Texto fornecido:

******************************

Goiânia - Estou lá me alongando, depois de duas horas de exercícios sem sentido na academia, quando chega um senhor: “Rapaz, e o Cruzeiro ontem, hein?”. Semi-conhecidos puxando papo com futebol. Só aconteceu umas oitocentas e cinquenta e sete vezes na minha vida. “E o Cruzeiro, hein?”, eu disse sem ter a menor ideia de que o Cruzeiro tinha jogado ontem, ou que qualquer time de futebol, na verdade, tivesse jogado. Eu só me lembro de futebol em duas ocasiões. Uma, geralmente às quartas-feiras, quando eu escuto o vizinho adolescente gritando “vai tomar no cu, vai tomar no cu, no cu, no cuuu” pelos cômodos na casa (nesses dias, eu sei que é jogo do Corinthians); e duas, jogo do Brasil em Copa do Mundo, que eu assisto pelo Twitter e outras redes sociais, na verdade.

******************************

[Linhas extraídas de uma coleção]

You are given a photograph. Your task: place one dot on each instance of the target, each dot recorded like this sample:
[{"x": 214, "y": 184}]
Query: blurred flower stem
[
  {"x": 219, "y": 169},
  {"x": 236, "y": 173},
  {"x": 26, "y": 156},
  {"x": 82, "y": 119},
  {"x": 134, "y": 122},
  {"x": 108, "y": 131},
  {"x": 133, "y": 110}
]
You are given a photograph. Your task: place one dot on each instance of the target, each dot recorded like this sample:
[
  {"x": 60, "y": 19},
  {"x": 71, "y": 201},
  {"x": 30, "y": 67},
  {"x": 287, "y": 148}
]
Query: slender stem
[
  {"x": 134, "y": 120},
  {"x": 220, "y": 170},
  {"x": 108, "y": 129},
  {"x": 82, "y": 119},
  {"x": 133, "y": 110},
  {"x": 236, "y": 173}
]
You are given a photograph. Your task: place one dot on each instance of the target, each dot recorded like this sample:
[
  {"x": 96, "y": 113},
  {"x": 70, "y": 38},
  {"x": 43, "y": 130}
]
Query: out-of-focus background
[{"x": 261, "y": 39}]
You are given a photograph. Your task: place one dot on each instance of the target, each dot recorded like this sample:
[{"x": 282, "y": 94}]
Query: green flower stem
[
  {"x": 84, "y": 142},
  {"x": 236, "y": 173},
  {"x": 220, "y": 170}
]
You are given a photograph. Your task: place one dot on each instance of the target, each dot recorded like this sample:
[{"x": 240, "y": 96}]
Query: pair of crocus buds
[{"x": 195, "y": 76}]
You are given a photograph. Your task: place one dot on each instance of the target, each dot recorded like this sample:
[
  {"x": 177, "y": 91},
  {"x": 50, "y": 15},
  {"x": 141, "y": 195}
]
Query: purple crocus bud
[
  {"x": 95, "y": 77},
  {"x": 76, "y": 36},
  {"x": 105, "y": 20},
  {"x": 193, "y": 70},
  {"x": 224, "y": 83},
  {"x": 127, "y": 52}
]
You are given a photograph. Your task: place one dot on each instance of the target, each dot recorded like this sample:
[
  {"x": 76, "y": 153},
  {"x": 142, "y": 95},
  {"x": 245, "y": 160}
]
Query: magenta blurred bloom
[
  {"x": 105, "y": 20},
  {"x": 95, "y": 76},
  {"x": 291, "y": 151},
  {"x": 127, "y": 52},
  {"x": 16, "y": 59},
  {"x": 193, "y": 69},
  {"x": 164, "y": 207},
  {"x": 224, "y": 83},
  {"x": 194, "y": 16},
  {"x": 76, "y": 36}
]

******************************

Dê continuidade ao texto sobre a conversa de futebol na academia a partir da última frase dele. As linhas acima vêm de outra fonte.

Resultado da tarefa:
“Rapaz, eu não entendo os jogadores de futebol hoje em dia”, ele continuou, “eles têm que jogar da mesma forma, independente se é em casa ou não”.
“É”
“Na Argentina, eles jogaram de um jeito, em casa eles devem manter a mesma tática. Não tem motivo para mudar”.
“É”.
“Rapaz, eu não entendo o futebol moderno. Os jogadores têm que jogar da mesma forma. Não é só porque não está em casa, que tem que mudar tudo. Parece que eles sentem muito a pressão. Tem que ser feito um trabalho em relação a isso”.
“É”, eu tentei fazer uma cara contemplativa como se eu concordasse com o senhor, mas, na verdade, eu estava com um pouco de dó dele. Afinal de contas, ele queria discutir os novos paradigmas do futebol comigo, a pessoa que menos entende do assunto na face da terra (eu entendo mais sobre o ciclo migratório das andorinhas).
“Por exemplo, você viu o Goiás ontem?”
“Vi não”.
“Foi a mesma coisa que o Cruzeiro. Perdeu de um a zero. Mudou todo o esquema tático. E pra que?”
“É…”
E assim foi durante mais alguns argumentos, sendo que os meus contra-argumentos continuavam sendo “é…”.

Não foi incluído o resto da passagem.